Описание задания: Выпишите из материала все строки, где встречается слово «facade».

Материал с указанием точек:
◆ ◆ ◆ ◆ ◆ ◆ ◆
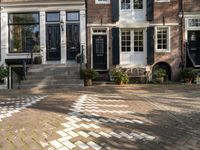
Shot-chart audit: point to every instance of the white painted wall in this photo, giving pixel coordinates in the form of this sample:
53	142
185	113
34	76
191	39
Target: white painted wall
134	58
4	36
50	7
133	15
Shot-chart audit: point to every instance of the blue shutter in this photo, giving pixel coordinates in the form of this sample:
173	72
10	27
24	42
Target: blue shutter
115	10
115	45
150	45
150	10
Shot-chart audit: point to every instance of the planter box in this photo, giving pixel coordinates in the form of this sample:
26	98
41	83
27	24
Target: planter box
198	80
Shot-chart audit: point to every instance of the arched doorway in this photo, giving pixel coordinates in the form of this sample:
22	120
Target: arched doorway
164	66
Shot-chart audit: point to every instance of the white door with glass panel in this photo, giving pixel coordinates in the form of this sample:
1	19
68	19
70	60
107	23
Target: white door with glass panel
133	49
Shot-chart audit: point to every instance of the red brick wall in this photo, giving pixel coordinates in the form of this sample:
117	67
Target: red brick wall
97	11
191	5
168	10
173	58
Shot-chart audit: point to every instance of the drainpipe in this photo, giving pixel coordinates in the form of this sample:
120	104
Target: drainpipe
181	27
86	20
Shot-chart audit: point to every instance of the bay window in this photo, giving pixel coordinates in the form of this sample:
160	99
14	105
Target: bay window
24	31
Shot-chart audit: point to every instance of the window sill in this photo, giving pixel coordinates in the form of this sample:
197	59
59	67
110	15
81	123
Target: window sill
162	51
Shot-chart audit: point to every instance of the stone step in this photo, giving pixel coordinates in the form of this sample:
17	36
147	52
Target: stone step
55	86
56	77
52	81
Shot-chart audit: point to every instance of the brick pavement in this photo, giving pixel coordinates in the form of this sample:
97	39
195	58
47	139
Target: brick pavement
132	117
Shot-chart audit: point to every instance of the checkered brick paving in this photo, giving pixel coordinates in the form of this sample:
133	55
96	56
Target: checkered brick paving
10	106
83	124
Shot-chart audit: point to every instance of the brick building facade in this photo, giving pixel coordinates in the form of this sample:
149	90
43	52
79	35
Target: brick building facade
139	34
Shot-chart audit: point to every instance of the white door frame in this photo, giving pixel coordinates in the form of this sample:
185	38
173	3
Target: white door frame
100	33
132	53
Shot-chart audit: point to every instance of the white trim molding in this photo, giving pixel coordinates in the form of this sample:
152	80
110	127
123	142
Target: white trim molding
168	49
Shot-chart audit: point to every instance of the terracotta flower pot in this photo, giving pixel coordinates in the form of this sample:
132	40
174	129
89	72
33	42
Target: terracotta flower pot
88	82
188	80
160	79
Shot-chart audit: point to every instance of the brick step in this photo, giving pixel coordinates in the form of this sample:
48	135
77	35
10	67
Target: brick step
56	77
52	81
55	86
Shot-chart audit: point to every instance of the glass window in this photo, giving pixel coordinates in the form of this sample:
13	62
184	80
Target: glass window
125	4
162	39
23	18
125	41
138	41
102	1
24	33
138	4
194	22
53	17
72	16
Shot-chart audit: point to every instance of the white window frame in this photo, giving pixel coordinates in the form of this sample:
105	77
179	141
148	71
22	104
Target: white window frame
168	39
102	1
132	40
132	6
126	30
160	1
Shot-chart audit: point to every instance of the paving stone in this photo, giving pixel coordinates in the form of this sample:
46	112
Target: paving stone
115	135
126	135
94	145
66	138
94	134
94	126
72	133
104	134
56	144
82	145
61	133
84	134
147	136
69	144
137	136
85	126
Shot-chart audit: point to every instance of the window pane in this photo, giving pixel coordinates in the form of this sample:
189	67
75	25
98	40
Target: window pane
72	16
53	17
162	38
138	4
125	41
125	4
138	40
24	38
23	18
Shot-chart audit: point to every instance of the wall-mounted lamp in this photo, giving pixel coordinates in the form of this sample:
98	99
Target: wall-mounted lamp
62	24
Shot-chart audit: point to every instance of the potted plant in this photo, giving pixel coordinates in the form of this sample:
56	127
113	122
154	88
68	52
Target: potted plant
78	58
119	76
38	60
160	75
89	75
3	73
188	75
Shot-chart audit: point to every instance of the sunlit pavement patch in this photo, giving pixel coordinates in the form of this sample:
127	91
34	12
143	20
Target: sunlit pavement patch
84	122
10	106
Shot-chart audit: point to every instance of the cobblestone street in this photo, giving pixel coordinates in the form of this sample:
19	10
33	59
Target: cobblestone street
149	117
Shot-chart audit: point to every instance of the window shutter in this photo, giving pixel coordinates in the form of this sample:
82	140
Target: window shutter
115	45
150	10
115	10
150	45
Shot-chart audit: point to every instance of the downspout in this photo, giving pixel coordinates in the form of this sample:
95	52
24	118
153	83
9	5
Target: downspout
86	20
181	27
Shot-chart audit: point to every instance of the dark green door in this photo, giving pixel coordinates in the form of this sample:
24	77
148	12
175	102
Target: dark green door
100	52
73	40
53	41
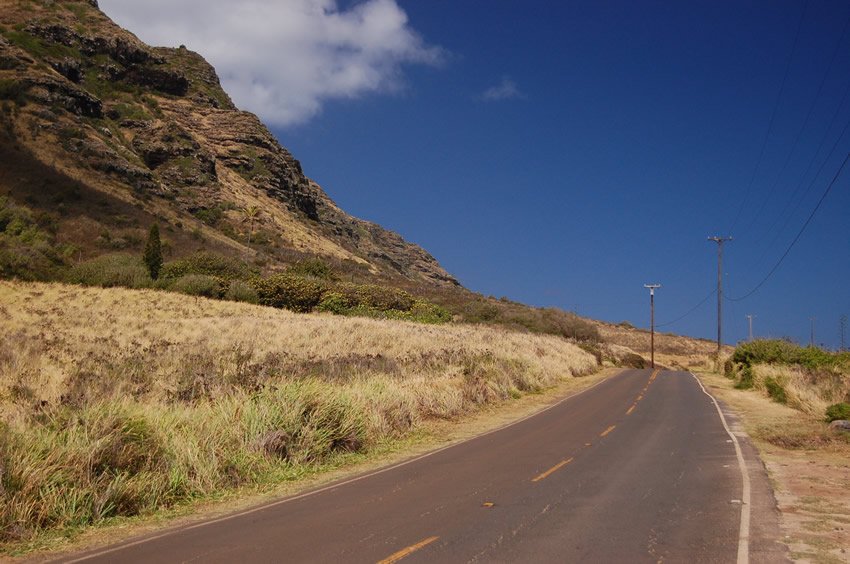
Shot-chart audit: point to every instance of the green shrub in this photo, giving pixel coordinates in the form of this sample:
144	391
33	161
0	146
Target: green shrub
780	351
209	264
315	267
335	302
153	252
838	411
14	91
775	390
111	270
197	285
27	247
426	312
241	291
289	292
381	298
747	378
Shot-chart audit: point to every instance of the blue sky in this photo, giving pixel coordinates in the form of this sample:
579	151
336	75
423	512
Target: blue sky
565	153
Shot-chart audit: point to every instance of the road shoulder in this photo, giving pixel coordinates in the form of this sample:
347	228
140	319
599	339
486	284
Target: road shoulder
433	435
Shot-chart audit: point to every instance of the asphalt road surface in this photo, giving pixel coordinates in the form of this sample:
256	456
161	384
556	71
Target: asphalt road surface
639	468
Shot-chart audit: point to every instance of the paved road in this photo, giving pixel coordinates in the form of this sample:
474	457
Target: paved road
637	469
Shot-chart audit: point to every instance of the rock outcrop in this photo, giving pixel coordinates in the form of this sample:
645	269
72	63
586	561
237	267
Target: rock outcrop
154	126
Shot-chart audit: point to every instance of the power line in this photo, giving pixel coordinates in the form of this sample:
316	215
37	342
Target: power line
772	119
814	178
799	234
690	311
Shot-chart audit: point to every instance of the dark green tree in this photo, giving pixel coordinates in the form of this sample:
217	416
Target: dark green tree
153	252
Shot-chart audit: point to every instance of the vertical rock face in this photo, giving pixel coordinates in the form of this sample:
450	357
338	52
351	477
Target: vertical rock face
155	123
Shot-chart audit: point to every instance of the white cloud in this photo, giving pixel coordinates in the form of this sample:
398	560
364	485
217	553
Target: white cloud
505	90
282	59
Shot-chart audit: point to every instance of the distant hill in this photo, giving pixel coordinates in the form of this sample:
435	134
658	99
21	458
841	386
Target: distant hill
102	135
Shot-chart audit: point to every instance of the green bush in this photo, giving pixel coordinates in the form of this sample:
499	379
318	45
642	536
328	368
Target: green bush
27	247
289	292
209	264
13	90
381	298
197	285
426	312
241	291
111	270
838	411
780	351
335	302
747	378
153	252
775	390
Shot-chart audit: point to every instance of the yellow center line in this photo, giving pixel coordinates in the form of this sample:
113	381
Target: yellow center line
404	552
552	469
608	430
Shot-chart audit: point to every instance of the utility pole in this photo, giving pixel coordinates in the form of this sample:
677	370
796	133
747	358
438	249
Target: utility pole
719	241
750	320
812	334
652	288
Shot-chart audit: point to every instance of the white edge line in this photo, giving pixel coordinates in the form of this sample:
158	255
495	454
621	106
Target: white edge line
744	531
329	486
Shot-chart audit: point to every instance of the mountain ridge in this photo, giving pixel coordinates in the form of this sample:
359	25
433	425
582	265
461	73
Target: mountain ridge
153	128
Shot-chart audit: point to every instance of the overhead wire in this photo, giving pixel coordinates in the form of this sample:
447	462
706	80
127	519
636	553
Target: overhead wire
805	122
690	311
809	187
799	234
772	120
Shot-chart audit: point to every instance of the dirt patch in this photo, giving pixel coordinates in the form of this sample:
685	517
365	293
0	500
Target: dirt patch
809	468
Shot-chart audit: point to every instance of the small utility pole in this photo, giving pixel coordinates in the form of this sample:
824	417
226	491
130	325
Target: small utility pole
812	334
719	241
652	288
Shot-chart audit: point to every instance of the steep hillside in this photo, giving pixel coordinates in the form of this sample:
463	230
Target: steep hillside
102	135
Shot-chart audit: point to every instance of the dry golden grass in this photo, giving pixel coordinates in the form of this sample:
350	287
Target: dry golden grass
673	351
51	332
807	391
118	402
807	464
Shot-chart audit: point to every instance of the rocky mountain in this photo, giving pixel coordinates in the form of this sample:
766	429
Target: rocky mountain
106	135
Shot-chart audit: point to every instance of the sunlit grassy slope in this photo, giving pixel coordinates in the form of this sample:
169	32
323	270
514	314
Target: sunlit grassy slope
119	402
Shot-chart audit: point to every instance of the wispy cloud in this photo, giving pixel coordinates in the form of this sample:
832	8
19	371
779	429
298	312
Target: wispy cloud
505	90
282	59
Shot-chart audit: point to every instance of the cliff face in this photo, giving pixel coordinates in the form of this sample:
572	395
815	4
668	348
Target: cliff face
152	129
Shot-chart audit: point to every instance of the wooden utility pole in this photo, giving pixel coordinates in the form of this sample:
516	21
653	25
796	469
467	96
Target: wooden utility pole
812	334
652	288
719	241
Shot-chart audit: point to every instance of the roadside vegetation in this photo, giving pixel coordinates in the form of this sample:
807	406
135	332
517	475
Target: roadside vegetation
809	379
118	403
786	395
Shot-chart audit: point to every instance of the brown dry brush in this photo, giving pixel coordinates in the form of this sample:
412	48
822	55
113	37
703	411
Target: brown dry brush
152	426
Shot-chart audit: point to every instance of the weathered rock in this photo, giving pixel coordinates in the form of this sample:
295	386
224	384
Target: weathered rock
69	68
51	91
177	134
162	80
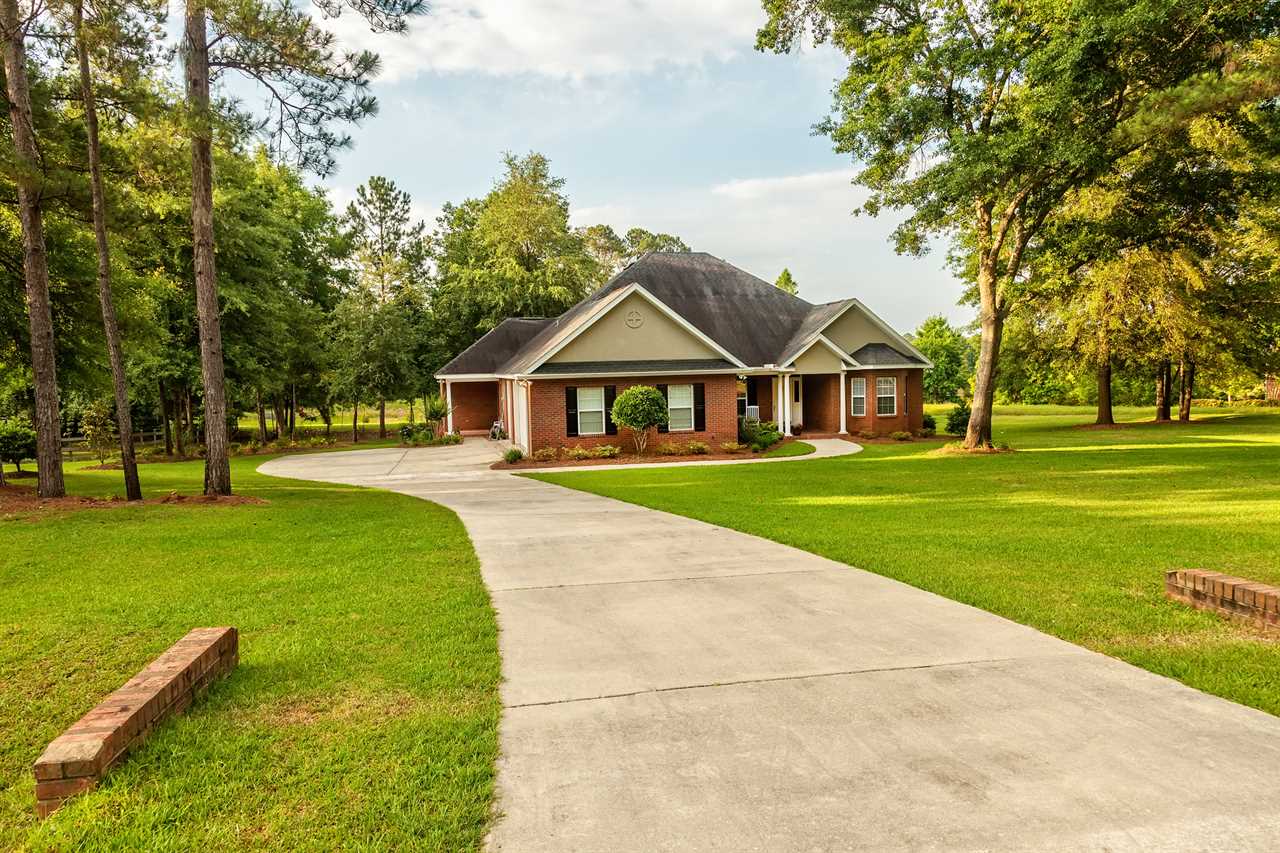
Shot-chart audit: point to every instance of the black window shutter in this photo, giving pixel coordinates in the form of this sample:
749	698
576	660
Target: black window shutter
570	410
611	393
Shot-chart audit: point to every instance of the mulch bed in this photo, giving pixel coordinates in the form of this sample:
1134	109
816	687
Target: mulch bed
631	459
22	501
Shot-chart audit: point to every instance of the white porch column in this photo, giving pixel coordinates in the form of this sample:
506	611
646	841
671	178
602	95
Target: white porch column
844	402
448	401
786	404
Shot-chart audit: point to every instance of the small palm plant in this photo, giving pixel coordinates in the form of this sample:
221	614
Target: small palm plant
435	411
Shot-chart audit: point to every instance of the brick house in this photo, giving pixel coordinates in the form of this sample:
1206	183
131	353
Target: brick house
716	341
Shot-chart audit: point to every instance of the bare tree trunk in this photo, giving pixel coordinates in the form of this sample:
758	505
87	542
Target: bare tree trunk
261	416
1164	391
110	328
35	263
164	419
978	434
1106	416
218	470
179	429
1187	373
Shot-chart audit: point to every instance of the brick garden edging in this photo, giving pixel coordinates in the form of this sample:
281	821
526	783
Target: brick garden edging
82	755
1234	597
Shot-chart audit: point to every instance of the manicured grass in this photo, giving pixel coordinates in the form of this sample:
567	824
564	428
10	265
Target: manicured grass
790	448
362	715
1070	534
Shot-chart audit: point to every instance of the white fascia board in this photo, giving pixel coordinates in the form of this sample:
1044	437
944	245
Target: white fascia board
617	300
543	377
830	345
887	329
888	366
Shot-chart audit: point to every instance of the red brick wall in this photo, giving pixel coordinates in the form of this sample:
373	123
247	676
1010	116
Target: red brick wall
548	425
475	405
910	416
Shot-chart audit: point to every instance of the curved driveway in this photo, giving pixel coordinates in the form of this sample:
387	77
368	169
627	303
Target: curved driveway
673	685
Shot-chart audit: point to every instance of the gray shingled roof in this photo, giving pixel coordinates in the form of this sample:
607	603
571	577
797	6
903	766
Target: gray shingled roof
748	316
496	347
817	319
874	354
653	365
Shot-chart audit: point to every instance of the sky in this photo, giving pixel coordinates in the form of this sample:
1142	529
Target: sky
658	114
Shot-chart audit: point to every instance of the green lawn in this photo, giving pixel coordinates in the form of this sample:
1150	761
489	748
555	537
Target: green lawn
1070	534
364	711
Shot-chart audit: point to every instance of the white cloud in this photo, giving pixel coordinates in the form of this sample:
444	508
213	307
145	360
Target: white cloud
805	223
562	39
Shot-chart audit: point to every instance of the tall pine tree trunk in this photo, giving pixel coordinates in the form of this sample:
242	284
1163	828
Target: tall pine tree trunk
110	328
179	428
1164	391
1187	375
35	263
1106	416
164	419
261	416
218	470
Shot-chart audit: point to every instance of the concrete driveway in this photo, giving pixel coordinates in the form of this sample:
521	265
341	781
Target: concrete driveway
673	685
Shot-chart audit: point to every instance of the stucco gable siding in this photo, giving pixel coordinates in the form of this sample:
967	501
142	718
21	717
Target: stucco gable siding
612	337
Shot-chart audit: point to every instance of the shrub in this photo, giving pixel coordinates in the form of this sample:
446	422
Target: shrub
17	442
99	430
640	409
958	422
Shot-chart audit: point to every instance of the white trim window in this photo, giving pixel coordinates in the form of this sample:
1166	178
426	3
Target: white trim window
886	396
858	396
590	411
680	409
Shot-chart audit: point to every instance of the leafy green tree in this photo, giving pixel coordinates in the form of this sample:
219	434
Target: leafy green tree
310	89
640	409
982	117
947	381
786	282
510	254
17	442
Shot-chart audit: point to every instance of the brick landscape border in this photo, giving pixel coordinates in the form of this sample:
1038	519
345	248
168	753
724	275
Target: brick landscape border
1235	597
82	755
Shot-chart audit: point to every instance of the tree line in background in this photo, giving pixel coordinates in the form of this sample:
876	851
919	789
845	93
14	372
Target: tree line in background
1106	174
190	273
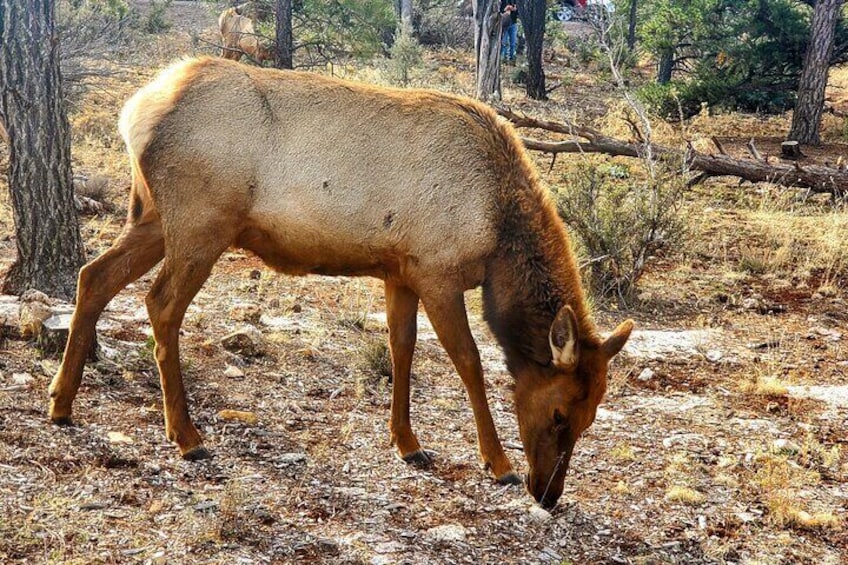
◆ ◆ ◆ ◆ ◆ ◆ ◆
Решение задачи:
Shot-chart audit: point to every instance of the brick building facade in this photo, giving pixel coordinates in the form of this sample:
Target: brick building facade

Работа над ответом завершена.